§ **Work to be completed**: Can you carry on the passage about ERP software moving to the cloud, picking up right after its last sentence?

§ **Passage provided**:
____
ERP Buyer's GuideIn 2018 it’s cloud or nothing for ERP vendors in the A/NZ region, but in a hybrid world is purer better?…

It’s been some time coming and it should be no surprise: interest in enterprise resource planning (ERP) solutions is strongly oriented to the cloud.

The question these days for buyers of ERP is less about on-premise versus cloud and more about cloud-native versus cloud-enabled. The right answer will always depend on your specific circumstances as complex environments can and do muddy the waters.

The accompanying 2018-19 edition of Software Shortlist’s ERP Buyer’s Guide comes with tools and information that will help you start down a winding pathway in a journey of discovery. The way will be rocky, the path not always clear and the cloud occasionally ominous, but the benefits can be significant.

With iStart providing guidance on the state of the ERP market since 2001, the shift to cloud has appeared inexorable, yet paradoxically it has taken longer than expected. It’s the nature of the beast, where barriers such as outsourcing your core security or worrying about internet accessibility were enough to see conservative decision-makers keep the knitting close to home.

“Clunky old enterprise software just doesn’t cut it for supporting new digital-first business models.”
____
§ **Collected material**:
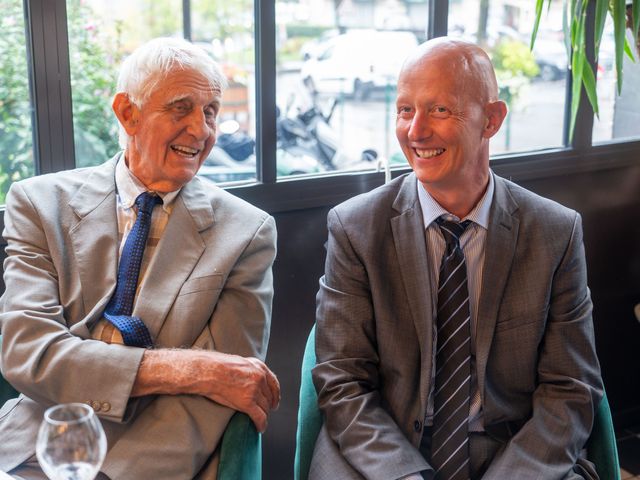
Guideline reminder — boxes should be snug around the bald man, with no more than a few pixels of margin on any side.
____
§ **Reply**:
It’s always safer to let others blaze the trail when it comes to these new fandangled technologies.

But now, it appears critical mass is reached, particularly in New Zealand where fibre connectivity is practically ubiquitous, fast and reliable; and if not quite yet so for Australians, the ‘cloud’ is now located, if only in theory, just up the road. Arguments against have been weakened in favour of the democratised, consumerised, easy-to-use and always-on software promises of the cloud.

And urgency is only growing. Those trailblazers, unhindered by legacy constraints, have disrupted markets leaving slower moving incumbents playing catch up. Clunky old enterprise software just doesn’t cut it for supporting new digital-first business models with intelligence-based customer-centricity. Nor for keeping an increasingly savvy staff happily using it.

It is unsurprising then that Gartner Group, the researcher responsible for creating the term ‘ERP’ in the first place (back in the 1990s), in its Magic Quadrant for Cloud Core Financial Management Suites for Midsize, Large and Global Enterprises, notes that it has seen a major increase in the number of end-user inquiries about cloud solutions, mainly of the public cloud variety, at the expense of activity for on-premises or hosted solutions. The researcher has even appended the arty term ‘postmodern’ to the emerging ERP solutions. A term that, in our view, is simply a fancy way of saying ‘cloud’.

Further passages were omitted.